§ **TASK OBJECTIVE**
Your task is to transcribe all of the records exactly and leave out the pictures.

Named-object pointing records:

+ + + +

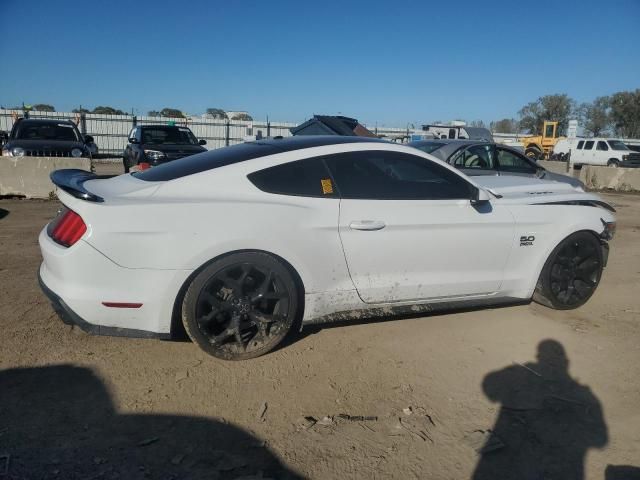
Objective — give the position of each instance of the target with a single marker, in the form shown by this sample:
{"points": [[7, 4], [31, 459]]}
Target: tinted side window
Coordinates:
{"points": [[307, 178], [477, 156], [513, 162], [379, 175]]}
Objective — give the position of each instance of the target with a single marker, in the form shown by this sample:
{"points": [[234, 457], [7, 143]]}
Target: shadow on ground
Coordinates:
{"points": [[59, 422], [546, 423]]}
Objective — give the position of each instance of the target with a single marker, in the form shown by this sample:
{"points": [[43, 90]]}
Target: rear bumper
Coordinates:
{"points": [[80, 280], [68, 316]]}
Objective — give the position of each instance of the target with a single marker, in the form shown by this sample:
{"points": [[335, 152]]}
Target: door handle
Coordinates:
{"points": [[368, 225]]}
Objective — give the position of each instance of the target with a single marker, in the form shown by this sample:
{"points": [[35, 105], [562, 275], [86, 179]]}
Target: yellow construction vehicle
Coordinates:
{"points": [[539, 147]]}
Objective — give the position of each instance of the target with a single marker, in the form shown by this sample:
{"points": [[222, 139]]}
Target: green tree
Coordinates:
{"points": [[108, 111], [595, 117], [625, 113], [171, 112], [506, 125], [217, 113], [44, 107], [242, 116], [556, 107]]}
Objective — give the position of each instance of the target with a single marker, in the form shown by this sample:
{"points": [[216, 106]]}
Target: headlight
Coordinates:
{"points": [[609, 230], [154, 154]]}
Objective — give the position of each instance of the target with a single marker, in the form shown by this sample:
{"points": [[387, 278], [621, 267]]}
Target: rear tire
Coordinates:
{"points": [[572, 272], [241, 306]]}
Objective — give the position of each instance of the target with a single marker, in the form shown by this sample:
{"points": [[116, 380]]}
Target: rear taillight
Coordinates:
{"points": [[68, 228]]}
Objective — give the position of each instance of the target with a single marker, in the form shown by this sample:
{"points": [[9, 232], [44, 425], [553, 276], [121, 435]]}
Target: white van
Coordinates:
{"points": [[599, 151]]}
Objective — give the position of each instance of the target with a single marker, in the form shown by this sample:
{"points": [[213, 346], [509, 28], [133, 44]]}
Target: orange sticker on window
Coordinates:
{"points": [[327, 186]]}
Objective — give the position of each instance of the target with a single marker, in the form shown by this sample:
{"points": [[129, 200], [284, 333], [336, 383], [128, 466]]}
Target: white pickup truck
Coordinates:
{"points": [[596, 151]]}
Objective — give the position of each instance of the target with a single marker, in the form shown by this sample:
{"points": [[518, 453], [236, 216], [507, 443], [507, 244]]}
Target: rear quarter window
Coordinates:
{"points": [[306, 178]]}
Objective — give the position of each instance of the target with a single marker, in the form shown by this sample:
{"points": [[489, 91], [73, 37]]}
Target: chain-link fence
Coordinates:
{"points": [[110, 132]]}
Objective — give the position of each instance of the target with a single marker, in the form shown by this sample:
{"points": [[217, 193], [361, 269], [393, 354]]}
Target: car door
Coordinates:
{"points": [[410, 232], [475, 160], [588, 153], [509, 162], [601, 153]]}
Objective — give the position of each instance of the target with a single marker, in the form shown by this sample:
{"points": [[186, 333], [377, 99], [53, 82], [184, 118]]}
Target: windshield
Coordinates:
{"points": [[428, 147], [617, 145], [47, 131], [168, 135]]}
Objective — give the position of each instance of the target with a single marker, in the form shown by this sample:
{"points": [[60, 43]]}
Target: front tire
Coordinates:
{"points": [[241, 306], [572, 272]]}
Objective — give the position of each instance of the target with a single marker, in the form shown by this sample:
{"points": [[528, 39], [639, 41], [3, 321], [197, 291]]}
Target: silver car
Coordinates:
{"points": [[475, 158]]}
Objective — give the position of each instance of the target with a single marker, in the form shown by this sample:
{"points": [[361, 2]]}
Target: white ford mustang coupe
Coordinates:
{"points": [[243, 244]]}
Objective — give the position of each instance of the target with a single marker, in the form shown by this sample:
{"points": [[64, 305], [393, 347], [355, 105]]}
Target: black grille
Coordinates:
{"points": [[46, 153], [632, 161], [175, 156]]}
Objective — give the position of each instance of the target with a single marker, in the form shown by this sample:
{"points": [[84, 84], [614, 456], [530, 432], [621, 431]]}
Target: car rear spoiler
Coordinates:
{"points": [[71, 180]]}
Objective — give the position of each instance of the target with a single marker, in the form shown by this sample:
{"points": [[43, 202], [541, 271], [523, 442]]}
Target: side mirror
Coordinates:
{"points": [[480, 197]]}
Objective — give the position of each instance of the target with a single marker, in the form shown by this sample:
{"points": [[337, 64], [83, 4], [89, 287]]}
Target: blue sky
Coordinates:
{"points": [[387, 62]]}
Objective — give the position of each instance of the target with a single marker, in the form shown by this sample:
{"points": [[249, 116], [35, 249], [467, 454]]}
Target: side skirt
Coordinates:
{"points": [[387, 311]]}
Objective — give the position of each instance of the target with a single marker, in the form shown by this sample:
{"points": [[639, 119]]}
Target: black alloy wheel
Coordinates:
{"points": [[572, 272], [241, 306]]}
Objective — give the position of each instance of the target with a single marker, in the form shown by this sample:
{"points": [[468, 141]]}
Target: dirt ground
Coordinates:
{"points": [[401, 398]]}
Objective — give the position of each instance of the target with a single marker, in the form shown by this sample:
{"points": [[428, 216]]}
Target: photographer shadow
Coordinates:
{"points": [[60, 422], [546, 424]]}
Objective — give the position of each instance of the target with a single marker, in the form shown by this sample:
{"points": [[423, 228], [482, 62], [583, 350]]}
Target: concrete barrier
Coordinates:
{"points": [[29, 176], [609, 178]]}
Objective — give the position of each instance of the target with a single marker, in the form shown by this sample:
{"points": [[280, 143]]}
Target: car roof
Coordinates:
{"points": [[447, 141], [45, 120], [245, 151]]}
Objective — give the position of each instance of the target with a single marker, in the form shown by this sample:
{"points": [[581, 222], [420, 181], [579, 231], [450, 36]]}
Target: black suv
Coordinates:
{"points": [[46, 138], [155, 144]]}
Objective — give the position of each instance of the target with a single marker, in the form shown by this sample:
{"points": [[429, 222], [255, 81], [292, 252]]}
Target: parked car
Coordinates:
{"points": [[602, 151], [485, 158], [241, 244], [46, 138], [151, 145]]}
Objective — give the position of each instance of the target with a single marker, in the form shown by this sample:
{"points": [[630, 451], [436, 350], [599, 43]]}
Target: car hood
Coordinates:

+ + + +

§ **OUTPUT OF THE EXERCISE**
Objective — give the position of each instance of the target with a single marker, in the form shown by this sample:
{"points": [[7, 4], [31, 459]]}
Target: tinted side window
Coordinates:
{"points": [[307, 178], [477, 156], [513, 162], [379, 175]]}
Objective — give the position of each instance of the target with a single marker, in the form shown by this sample:
{"points": [[234, 457], [7, 143]]}
Target: shadow on ground
Coordinates:
{"points": [[59, 422], [546, 423]]}
Objective — give the position of each instance of the target with a single marker, in the form shown by this sample:
{"points": [[43, 90]]}
Target: rear bumper
Coordinates:
{"points": [[80, 280], [68, 316]]}
Objective — give the position of each instance of the target with a single marker, in the form shown by this sample:
{"points": [[335, 152]]}
Target: door handle
Coordinates:
{"points": [[368, 225]]}
Objective — give the position of each instance of the target with a single marker, in the form shown by this sample:
{"points": [[35, 105], [562, 275], [86, 179]]}
Target: yellow construction vehicle
Coordinates:
{"points": [[539, 147]]}
Objective — give the position of each instance of the target with a single marker, in the form shown by this sample:
{"points": [[222, 139]]}
Target: green tree
Coordinates:
{"points": [[108, 111], [595, 117], [625, 113], [171, 112], [506, 125], [217, 113], [44, 107], [242, 116], [556, 107]]}
Objective — give the position of each instance of the target with a single marker, in the form shown by this sample:
{"points": [[216, 106]]}
Target: headlight
Coordinates:
{"points": [[609, 230], [154, 154]]}
Objective — give the position of each instance of the target with a single marker, in the form shown by this sample:
{"points": [[387, 278], [621, 267]]}
Target: rear tire
Coordinates:
{"points": [[572, 272], [241, 306]]}
Objective — give the position of each instance of the target with a single marker, in the form shown by this sample:
{"points": [[116, 380]]}
Target: rear taillight
Coordinates:
{"points": [[68, 228]]}
Objective — give the position of each instance of the target with a single marker, in the form shown by this sample:
{"points": [[9, 232], [44, 425], [553, 276], [121, 435]]}
Target: white van
Coordinates:
{"points": [[599, 151]]}
Objective — give the position of each instance of the target with a single marker, in the form shown by this sample:
{"points": [[213, 346], [509, 28], [133, 44]]}
Target: orange sticker on window
Coordinates:
{"points": [[327, 186]]}
Objective — give the position of each instance of the target with a single marker, in the form shown by this sample:
{"points": [[129, 200], [284, 333], [336, 383], [128, 466]]}
Target: white pickup truck
Coordinates:
{"points": [[596, 151]]}
Objective — give the position of each instance of the target with a single marker, in the form shown by this sample:
{"points": [[518, 453], [236, 216], [507, 443], [507, 244]]}
Target: rear quarter window
Coordinates:
{"points": [[306, 178]]}
Objective — give the position of each instance of the target with a single marker, in the form shown by this sample:
{"points": [[489, 91], [73, 37]]}
Target: chain-link fence
Coordinates:
{"points": [[110, 132]]}
Objective — give the position of each instance of the target with a single marker, in the form shown by this sample:
{"points": [[217, 193], [361, 269], [393, 354]]}
Target: car door
Coordinates:
{"points": [[410, 232], [475, 160], [588, 153], [509, 162], [601, 153]]}
Objective — give the position of each instance of the target with a single marker, in the form shown by this sample:
{"points": [[186, 333], [377, 99], [53, 82], [184, 118]]}
Target: windshield
Coordinates:
{"points": [[428, 147], [617, 145], [47, 131], [168, 135]]}
Objective — give the position of each instance of the target with a single marker, in the form shown by this sample:
{"points": [[60, 43]]}
Target: front tire
Coordinates:
{"points": [[241, 306], [572, 272]]}
Objective — give the position of each instance of the target with a single marker, in the form shown by this sample:
{"points": [[528, 39], [639, 41], [3, 321], [197, 291]]}
Target: silver car
Coordinates:
{"points": [[475, 158]]}
Objective — give the position of each instance of the target with a single marker, in the form shown by this sample:
{"points": [[361, 2]]}
Target: white ford mustang coupe
Coordinates:
{"points": [[243, 244]]}
Objective — give the position of each instance of the target with a single marker, in the form shown by this sample:
{"points": [[64, 305], [393, 347], [355, 105]]}
Target: black grille
Coordinates:
{"points": [[46, 153], [632, 161], [175, 156]]}
Objective — give the position of each instance of the target with a single marker, in the form shown by this sample:
{"points": [[84, 84], [614, 456], [530, 432], [621, 431]]}
Target: car rear spoiler
Coordinates:
{"points": [[71, 180]]}
Objective — give the position of each instance of the target with a single marker, in the form shown by this sample:
{"points": [[43, 202], [541, 271], [523, 442]]}
Target: side mirror
Coordinates:
{"points": [[480, 197]]}
Objective — give the position of each instance of the target with a single marker, in the form shown by this sample:
{"points": [[337, 64], [83, 4], [89, 287]]}
Target: blue sky
Coordinates:
{"points": [[387, 62]]}
Objective — give the position of each instance of the target with a single marker, in the form shown by this sample:
{"points": [[249, 116], [35, 249], [467, 454]]}
Target: side skirt
Coordinates:
{"points": [[387, 311]]}
Objective — give the position of each instance of the target with a single marker, in the form shown by this sample:
{"points": [[639, 119]]}
Target: black alloy wheel
Coordinates:
{"points": [[572, 272], [241, 306]]}
Objective — give the position of each instance of the target with a single marker, in the form shown by this sample:
{"points": [[468, 141]]}
Target: dirt ground
Coordinates:
{"points": [[401, 398]]}
Objective — give the position of each instance of the target with a single marker, in the form shown by this sample:
{"points": [[428, 216]]}
Target: photographer shadow
Coordinates:
{"points": [[60, 422], [546, 424]]}
Objective — give the position of each instance of the target with a single marker, in the form shown by this sample:
{"points": [[423, 228], [482, 62], [583, 350]]}
Target: concrete barrier
Coordinates:
{"points": [[29, 176], [609, 178]]}
Objective — give the position of each instance of the target with a single marker, in the form shown by this sample:
{"points": [[280, 143]]}
Target: car roof
Coordinates:
{"points": [[447, 141], [45, 120], [245, 151]]}
Objective — give the position of each instance of the target with a single marker, in the form shown by this sample:
{"points": [[581, 222], [420, 181], [579, 231], [450, 36]]}
Target: black suv
Coordinates:
{"points": [[46, 138], [155, 144]]}
Objective — give the position of each instance of the target with a single marker, in the form shown by this sample:
{"points": [[429, 222], [255, 81], [292, 252]]}
Target: parked car
Coordinates:
{"points": [[602, 151], [485, 158], [241, 244], [46, 138], [151, 145]]}
Objective — give the position of each instance of the target with a single marker, in the form shown by this sample:
{"points": [[630, 451], [436, 350], [599, 43]]}
Target: car hood
Coordinates:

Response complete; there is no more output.